WORK REQUIRED:
Present the rows below as a numbered list, leaving out any blank lines.

DATA ROWS:
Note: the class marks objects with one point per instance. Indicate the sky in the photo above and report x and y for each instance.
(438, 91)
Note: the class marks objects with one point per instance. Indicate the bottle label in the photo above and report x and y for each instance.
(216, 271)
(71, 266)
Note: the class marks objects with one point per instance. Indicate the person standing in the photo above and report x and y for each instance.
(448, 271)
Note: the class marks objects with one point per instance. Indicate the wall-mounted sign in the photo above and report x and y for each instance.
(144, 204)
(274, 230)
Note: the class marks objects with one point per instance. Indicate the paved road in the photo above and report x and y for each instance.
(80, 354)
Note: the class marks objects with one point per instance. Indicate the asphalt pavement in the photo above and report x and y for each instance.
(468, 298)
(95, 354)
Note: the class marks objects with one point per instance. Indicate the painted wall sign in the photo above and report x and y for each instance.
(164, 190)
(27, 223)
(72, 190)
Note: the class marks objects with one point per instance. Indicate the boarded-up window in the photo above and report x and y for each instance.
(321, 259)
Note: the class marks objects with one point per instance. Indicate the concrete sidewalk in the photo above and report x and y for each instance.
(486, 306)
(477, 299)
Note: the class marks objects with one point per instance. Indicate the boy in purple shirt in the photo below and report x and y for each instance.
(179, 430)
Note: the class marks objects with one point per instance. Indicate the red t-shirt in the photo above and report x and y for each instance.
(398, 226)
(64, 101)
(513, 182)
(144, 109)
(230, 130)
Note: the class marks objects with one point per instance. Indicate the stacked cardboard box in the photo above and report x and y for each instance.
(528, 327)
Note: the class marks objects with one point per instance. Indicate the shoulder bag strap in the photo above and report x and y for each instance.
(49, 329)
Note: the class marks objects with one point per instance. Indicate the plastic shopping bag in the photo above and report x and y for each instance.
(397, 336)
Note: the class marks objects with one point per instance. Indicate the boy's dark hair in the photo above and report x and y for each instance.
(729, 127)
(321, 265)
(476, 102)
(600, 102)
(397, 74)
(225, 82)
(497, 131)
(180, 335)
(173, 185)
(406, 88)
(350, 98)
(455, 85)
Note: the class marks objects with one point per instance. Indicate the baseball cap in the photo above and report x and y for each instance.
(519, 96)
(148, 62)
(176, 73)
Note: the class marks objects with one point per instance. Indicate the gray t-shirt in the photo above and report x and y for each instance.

SOLVED PROBLEM:
1. Note: the class marks objects with one point per instance. Indicate the sky in the photo above and report x and y for each instance.
2. (438, 91)
3. Note: the class marks objects with one point per instance. Indicate the bottle label in the photo above and report x and y for each instance.
4. (216, 271)
5. (71, 266)
6. Note: the class marks objects with one point per instance. Indicate the person standing in the photo above and report x and y for each instance.
7. (448, 271)
8. Note: the class marks objects with one point per instance. Indicate the wall-mounted sign in the photo above and report x and y for each instance.
9. (144, 204)
10. (274, 230)
11. Note: the class marks objects with one point per instance. Indicate the paved road in the photo above and report x and y for each instance.
12. (80, 354)
13. Note: the class marks objects with one point per instance. Indicate the asphalt pavement in the photo above and report x and y for each instance.
14. (468, 298)
15. (95, 354)
16. Note: the class marks objects with one point per instance. Indicate the painted wall sign in the photo above and report x and y for each instance.
17. (164, 190)
18. (27, 223)
19. (72, 190)
20. Note: the class marks objects with one point per instance. Indicate the boarded-up window in the photo above and report x and y for each instance.
21. (321, 259)
22. Note: the class marks objects with one point per instance. Indicate the concrete sidewalk in the photo above and report x and y for each instance.
23. (486, 306)
24. (477, 299)
25. Note: the class marks objects with one point per instance. Indicate the boy in purple shirt in the photo below and report x and y for each instance.
26. (179, 430)
27. Note: the class marks objects with one point per instance. Indicate the red t-shirt in the photo above and report x and y for each instance.
28. (398, 226)
29. (64, 101)
30. (513, 182)
31. (144, 109)
32. (230, 130)
33. Note: the class marks objects with one point per instance. Indicate the stacked cardboard box in the photo above and report x and y for each instance.
34. (528, 327)
35. Note: the class marks objects with one point per instance. Indicate the shoulder bag strap in the photo above and report x and y for each instance.
36. (49, 329)
37. Note: the class marks objects with one point per instance. Indicate the plastic shopping bag in the photo above and report x and y for each instance.
38. (397, 336)
39. Note: the class marks objects with one point per instance. Indicate the boy's dark hair in the photo above and report x and y for each instance.
40. (729, 127)
41. (321, 265)
42. (476, 102)
43. (600, 102)
44. (397, 74)
45. (225, 82)
46. (497, 131)
47. (180, 335)
48. (173, 185)
49. (406, 88)
50. (350, 98)
51. (455, 85)
52. Note: the class marks objects with one point per instance. Indicate the baseball cap in the photo above and report x and y for each instance.
53. (519, 96)
54. (148, 62)
55. (176, 73)
56. Note: the class marks objects with one point per instance. Indicate the gray t-shirt in the photo above and report x and y for each instance.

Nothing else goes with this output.